── SOURCE

These are the key concepts you need to understand to accurately answer the question.

Horizontal Motion
When a projectile, like the ball in this exercise, is thrown with an initial horizontal speed, it moves parallel to the ground without any acceleration in that direction. This occurs because, barring air resistance, there are no forces acting in the horizontal plane once it has been launched. In this situation, the horizontal velocity of the ball remains constant. Hence, for our ball:
  • Initial horizontal speed: 8.5 m/s
  • Horizontal speed remains the same throughout the motion
This constant speed results in the ball covering ground steadily over time, and it factors into predicting how far the ball will cast a shadow on the ground before landing.
Time of Flight
The time of flight is how long the ball stays in the air before hitting the ground. In projectile motion, only the vertical component affects this time, as the ball's horizontal velocity has no impact on how long it takes to fall. To find the time of flight:- We used the formula \[t = \sqrt{\frac{2h}{g}}\]
  • where \( h \) is the initial height, 12 m in this case
  • \( g \) is the acceleration due to gravity, 9.81 m/s²
Using these values, the time taken for the ball to reach the ground is approximately 1.56 seconds. This is critical because it tells us how much time the dog has to reach the ball.

────
── DATASET CONTENT

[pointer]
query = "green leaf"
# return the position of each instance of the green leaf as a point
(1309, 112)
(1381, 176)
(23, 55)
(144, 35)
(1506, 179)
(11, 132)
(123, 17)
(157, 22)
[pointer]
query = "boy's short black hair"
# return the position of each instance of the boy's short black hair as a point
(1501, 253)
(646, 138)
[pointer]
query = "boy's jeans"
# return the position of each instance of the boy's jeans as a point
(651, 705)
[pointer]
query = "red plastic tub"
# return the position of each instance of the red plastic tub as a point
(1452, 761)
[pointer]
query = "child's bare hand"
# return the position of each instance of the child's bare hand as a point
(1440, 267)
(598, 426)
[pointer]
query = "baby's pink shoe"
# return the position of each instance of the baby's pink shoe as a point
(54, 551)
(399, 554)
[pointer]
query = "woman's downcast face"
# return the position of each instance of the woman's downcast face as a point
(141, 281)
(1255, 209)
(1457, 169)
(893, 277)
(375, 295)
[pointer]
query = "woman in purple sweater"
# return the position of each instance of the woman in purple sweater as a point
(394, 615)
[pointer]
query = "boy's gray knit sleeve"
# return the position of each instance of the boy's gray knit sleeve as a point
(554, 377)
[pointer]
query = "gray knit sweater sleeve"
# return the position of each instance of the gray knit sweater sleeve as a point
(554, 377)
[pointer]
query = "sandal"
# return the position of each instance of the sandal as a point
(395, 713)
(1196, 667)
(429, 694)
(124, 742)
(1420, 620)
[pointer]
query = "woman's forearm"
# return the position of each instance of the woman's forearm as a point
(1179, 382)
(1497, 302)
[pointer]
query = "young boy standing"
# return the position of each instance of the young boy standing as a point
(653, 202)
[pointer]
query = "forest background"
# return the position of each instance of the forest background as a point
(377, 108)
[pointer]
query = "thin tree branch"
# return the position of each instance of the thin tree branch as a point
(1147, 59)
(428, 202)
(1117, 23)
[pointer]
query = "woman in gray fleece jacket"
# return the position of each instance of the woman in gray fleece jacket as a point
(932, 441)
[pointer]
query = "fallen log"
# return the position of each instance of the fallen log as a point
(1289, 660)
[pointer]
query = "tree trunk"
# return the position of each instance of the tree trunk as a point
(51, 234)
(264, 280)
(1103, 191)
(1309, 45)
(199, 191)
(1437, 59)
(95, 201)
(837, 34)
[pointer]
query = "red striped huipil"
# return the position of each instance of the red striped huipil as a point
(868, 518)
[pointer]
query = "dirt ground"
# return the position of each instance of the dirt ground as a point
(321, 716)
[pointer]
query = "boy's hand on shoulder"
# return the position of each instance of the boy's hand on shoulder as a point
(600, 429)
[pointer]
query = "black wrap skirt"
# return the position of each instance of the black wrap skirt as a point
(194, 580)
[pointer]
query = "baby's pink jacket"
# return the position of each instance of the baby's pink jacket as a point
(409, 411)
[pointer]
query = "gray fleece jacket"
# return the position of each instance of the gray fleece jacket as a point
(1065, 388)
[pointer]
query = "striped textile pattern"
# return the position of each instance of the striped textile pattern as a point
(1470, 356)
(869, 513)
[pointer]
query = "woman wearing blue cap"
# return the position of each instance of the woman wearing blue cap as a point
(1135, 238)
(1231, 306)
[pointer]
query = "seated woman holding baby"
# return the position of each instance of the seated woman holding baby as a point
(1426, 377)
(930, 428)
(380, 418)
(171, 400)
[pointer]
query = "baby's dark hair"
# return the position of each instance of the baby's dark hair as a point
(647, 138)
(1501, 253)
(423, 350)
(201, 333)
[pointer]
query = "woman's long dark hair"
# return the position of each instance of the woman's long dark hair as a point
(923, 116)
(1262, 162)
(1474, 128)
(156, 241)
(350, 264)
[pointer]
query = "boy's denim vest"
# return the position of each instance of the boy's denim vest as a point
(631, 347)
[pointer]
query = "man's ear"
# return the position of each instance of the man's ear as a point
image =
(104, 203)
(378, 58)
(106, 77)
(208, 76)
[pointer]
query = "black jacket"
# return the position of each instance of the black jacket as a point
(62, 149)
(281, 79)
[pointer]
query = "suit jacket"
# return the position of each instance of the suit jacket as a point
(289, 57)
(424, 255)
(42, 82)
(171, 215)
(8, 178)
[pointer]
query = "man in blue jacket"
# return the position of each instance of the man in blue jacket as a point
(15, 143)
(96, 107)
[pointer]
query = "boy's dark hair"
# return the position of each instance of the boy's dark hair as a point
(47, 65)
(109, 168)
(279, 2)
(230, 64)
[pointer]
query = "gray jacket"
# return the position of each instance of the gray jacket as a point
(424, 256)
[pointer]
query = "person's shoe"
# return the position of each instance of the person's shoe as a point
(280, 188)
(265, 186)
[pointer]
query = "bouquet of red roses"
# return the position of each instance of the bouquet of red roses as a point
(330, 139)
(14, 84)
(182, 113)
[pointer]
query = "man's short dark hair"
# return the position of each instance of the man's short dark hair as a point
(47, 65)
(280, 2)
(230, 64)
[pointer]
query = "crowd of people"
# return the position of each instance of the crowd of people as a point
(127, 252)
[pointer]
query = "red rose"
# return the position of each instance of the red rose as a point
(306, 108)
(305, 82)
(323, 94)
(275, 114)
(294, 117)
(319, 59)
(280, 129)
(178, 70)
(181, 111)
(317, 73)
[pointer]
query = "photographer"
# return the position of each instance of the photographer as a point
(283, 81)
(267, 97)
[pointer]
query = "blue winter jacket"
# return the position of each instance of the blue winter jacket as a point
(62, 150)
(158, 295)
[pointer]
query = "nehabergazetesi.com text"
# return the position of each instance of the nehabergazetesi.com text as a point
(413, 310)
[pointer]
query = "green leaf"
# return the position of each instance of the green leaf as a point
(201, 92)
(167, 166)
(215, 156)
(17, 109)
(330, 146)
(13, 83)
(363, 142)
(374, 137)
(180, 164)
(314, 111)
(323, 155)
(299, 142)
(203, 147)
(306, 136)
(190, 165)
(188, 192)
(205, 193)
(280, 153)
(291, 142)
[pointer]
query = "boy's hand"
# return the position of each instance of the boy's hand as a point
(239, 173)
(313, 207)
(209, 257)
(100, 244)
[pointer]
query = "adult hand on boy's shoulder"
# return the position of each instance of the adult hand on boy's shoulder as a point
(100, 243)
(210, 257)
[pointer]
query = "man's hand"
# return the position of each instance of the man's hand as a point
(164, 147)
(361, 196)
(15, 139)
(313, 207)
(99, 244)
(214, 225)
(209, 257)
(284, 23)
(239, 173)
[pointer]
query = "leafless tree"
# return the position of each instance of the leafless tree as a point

────

PROBLEM SET:
(1) According to the projectile motion explanation, about how long does the ball take to reach the ground?
(2) Extend the projectile motion explanation, continuing from its final sentence.
The listing has no role in any of this.

ANSWERS FOR THE EXERCISE:
(1) About 1.56 seconds.

(2)
Vertical Motion
Vertical motion in this context advances differently from horizontal motion due to gravity's influence. The ball is initially at rest in the vertical direction and accelerates downward. - The initial vertical velocity is 0 m/s because the ball was thrown horizontally. - Gravity acts to accelerate the ball at 9.81 m/s². This accelerating force causes the ball to drop downwards, determining how fast it can move downwards and for how long it stays airborne. At the end of this period, which we calculated as 1.56 seconds, the ball complete its fall to the ground from the 12.0 m height.
Dog's Speed Calculation
To figure out how fast the dog needs to run, the key is to relate the horizontal motion of the ball to the distance the dog must cover. We already know:- The horizontal distance the ball travels is 13.26 m.- The time to cover this distance is 1.56 seconds.Using these, the speed of the dog can be computed using the simple formula\[v_{\text{dog}} = \frac{x}{t}\]where
  • \(x\) is the horizontal distance covered
  • \(t\) is the time during which this distance is covered
Thus, substituting gives us a required speed of about 8.50 m/s. This speed is exactly how fast the dog needs to run to ensure catching the ball precisely when it lands.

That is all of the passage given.